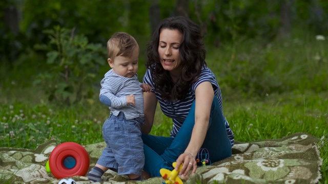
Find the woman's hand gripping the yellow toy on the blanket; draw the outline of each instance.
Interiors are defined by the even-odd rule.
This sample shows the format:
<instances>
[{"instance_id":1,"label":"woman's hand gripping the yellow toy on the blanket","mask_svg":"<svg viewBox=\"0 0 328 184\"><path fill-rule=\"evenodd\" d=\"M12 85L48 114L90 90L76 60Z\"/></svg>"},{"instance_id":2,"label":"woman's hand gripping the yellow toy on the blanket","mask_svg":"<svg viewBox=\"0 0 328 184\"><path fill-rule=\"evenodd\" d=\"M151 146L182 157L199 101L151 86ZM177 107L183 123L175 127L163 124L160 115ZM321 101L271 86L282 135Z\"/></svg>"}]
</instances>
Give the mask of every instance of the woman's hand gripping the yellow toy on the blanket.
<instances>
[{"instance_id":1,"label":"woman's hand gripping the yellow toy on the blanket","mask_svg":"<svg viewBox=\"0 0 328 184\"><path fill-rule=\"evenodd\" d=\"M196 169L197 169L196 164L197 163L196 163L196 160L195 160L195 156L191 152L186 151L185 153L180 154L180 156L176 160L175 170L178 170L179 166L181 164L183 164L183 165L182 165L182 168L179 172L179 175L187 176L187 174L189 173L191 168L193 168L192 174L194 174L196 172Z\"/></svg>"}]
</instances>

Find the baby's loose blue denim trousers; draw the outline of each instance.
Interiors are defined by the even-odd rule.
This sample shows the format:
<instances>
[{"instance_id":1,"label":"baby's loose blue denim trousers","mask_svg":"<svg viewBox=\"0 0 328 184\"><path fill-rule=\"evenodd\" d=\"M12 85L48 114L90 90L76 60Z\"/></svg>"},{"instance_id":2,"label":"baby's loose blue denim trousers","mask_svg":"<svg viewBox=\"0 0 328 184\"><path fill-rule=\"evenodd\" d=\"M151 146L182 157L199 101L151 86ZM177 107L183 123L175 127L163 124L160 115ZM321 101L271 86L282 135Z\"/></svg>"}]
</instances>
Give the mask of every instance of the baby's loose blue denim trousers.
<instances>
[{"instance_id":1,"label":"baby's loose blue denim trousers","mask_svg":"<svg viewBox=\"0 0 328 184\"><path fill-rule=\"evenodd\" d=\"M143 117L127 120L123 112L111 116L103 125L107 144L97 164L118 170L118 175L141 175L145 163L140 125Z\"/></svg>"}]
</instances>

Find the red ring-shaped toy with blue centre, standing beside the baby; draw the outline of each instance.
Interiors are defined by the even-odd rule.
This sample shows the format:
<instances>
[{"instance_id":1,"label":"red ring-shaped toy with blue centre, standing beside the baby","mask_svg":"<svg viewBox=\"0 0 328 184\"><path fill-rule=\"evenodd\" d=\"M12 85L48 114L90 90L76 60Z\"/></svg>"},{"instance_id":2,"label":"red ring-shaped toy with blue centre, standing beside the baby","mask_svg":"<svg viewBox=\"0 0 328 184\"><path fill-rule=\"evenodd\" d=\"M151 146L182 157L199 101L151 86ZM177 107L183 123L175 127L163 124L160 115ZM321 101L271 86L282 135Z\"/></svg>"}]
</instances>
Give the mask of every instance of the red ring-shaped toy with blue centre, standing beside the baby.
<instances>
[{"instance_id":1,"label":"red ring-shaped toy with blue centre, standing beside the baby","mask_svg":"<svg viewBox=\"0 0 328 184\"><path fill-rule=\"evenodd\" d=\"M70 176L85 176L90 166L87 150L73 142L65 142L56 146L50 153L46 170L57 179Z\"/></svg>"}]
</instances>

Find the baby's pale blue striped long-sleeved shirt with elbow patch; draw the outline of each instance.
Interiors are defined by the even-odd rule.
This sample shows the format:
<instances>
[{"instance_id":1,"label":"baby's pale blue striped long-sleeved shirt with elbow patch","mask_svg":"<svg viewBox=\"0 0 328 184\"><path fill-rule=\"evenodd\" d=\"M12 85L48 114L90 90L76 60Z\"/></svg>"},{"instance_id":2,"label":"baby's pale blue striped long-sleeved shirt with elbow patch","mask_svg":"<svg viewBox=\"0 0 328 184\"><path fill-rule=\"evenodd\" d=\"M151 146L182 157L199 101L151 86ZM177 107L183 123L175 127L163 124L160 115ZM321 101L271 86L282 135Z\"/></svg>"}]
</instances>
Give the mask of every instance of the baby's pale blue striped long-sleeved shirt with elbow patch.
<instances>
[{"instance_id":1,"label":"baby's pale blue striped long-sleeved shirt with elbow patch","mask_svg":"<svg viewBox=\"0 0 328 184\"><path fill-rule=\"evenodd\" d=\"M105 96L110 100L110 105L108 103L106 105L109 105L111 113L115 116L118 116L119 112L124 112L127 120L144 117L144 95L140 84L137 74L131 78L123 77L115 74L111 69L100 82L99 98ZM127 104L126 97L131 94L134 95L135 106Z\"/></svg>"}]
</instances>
——
The entries above should be retyped exactly, minus any pictures.

◆ RESULT FOR THIS TASK ◆
Find the woman's hand gripping the yellow toy on the blanket; draw the outline of each instance.
Interiors are defined by the even-odd rule.
This sample shows the format:
<instances>
[{"instance_id":1,"label":"woman's hand gripping the yellow toy on the blanket","mask_svg":"<svg viewBox=\"0 0 328 184\"><path fill-rule=\"evenodd\" d=\"M12 85L48 114L90 90L76 60Z\"/></svg>"},{"instance_id":2,"label":"woman's hand gripping the yellow toy on the blanket","mask_svg":"<svg viewBox=\"0 0 328 184\"><path fill-rule=\"evenodd\" d=\"M151 146L182 157L199 101L151 86ZM177 107L183 123L175 127L163 124L160 115ZM321 101L271 86L282 135Z\"/></svg>"}]
</instances>
Give the mask of every instance of the woman's hand gripping the yellow toy on the blanket.
<instances>
[{"instance_id":1,"label":"woman's hand gripping the yellow toy on the blanket","mask_svg":"<svg viewBox=\"0 0 328 184\"><path fill-rule=\"evenodd\" d=\"M196 169L197 169L196 164L197 163L196 163L196 160L195 160L195 156L191 152L186 151L185 153L180 154L180 156L176 160L175 170L178 170L179 166L181 164L183 164L183 165L182 165L182 168L179 172L179 175L187 176L187 174L189 173L191 168L193 168L192 174L194 174L196 172Z\"/></svg>"}]
</instances>

Find the baby's loose blue denim trousers; draw the outline of each instance.
Interiors are defined by the even-odd rule.
This sample shows the format:
<instances>
[{"instance_id":1,"label":"baby's loose blue denim trousers","mask_svg":"<svg viewBox=\"0 0 328 184\"><path fill-rule=\"evenodd\" d=\"M12 85L48 114L90 90L76 60Z\"/></svg>"},{"instance_id":2,"label":"baby's loose blue denim trousers","mask_svg":"<svg viewBox=\"0 0 328 184\"><path fill-rule=\"evenodd\" d=\"M151 146L182 157L199 101L151 86ZM177 107L183 123L175 127L163 124L160 115ZM321 101L271 86L282 135Z\"/></svg>"}]
</instances>
Give the mask of every instance of the baby's loose blue denim trousers.
<instances>
[{"instance_id":1,"label":"baby's loose blue denim trousers","mask_svg":"<svg viewBox=\"0 0 328 184\"><path fill-rule=\"evenodd\" d=\"M143 117L127 120L123 112L111 116L103 125L107 144L97 164L118 170L118 175L141 175L145 163L140 125Z\"/></svg>"}]
</instances>

Find the red ring-shaped toy with blue centre, standing beside the baby; draw the outline of each instance.
Interiors are defined by the even-odd rule.
This sample shows the format:
<instances>
[{"instance_id":1,"label":"red ring-shaped toy with blue centre, standing beside the baby","mask_svg":"<svg viewBox=\"0 0 328 184\"><path fill-rule=\"evenodd\" d=\"M12 85L48 114L90 90L76 60Z\"/></svg>"},{"instance_id":2,"label":"red ring-shaped toy with blue centre, standing beside the baby","mask_svg":"<svg viewBox=\"0 0 328 184\"><path fill-rule=\"evenodd\" d=\"M151 146L182 157L199 101L151 86ZM177 107L183 123L175 127L163 124L160 115ZM321 101L271 86L282 135Z\"/></svg>"}]
</instances>
Give the mask of every instance of the red ring-shaped toy with blue centre, standing beside the baby.
<instances>
[{"instance_id":1,"label":"red ring-shaped toy with blue centre, standing beside the baby","mask_svg":"<svg viewBox=\"0 0 328 184\"><path fill-rule=\"evenodd\" d=\"M70 176L85 176L90 166L87 150L73 142L65 142L56 146L50 153L46 170L57 179Z\"/></svg>"}]
</instances>

Find the baby's pale blue striped long-sleeved shirt with elbow patch; draw the outline of each instance.
Interiors are defined by the even-odd rule.
This sample shows the format:
<instances>
[{"instance_id":1,"label":"baby's pale blue striped long-sleeved shirt with elbow patch","mask_svg":"<svg viewBox=\"0 0 328 184\"><path fill-rule=\"evenodd\" d=\"M12 85L48 114L90 90L76 60Z\"/></svg>"},{"instance_id":2,"label":"baby's pale blue striped long-sleeved shirt with elbow patch","mask_svg":"<svg viewBox=\"0 0 328 184\"><path fill-rule=\"evenodd\" d=\"M151 146L182 157L199 101L151 86ZM177 107L183 123L175 127L163 124L160 115ZM321 101L271 86L282 135Z\"/></svg>"}]
</instances>
Give the mask of every instance of the baby's pale blue striped long-sleeved shirt with elbow patch.
<instances>
[{"instance_id":1,"label":"baby's pale blue striped long-sleeved shirt with elbow patch","mask_svg":"<svg viewBox=\"0 0 328 184\"><path fill-rule=\"evenodd\" d=\"M105 96L110 100L110 105L108 103L106 105L109 105L111 113L115 116L118 116L119 112L124 112L127 120L144 117L144 95L140 84L137 74L131 78L123 77L115 74L111 69L100 82L99 98ZM127 104L126 97L131 94L134 95L135 106Z\"/></svg>"}]
</instances>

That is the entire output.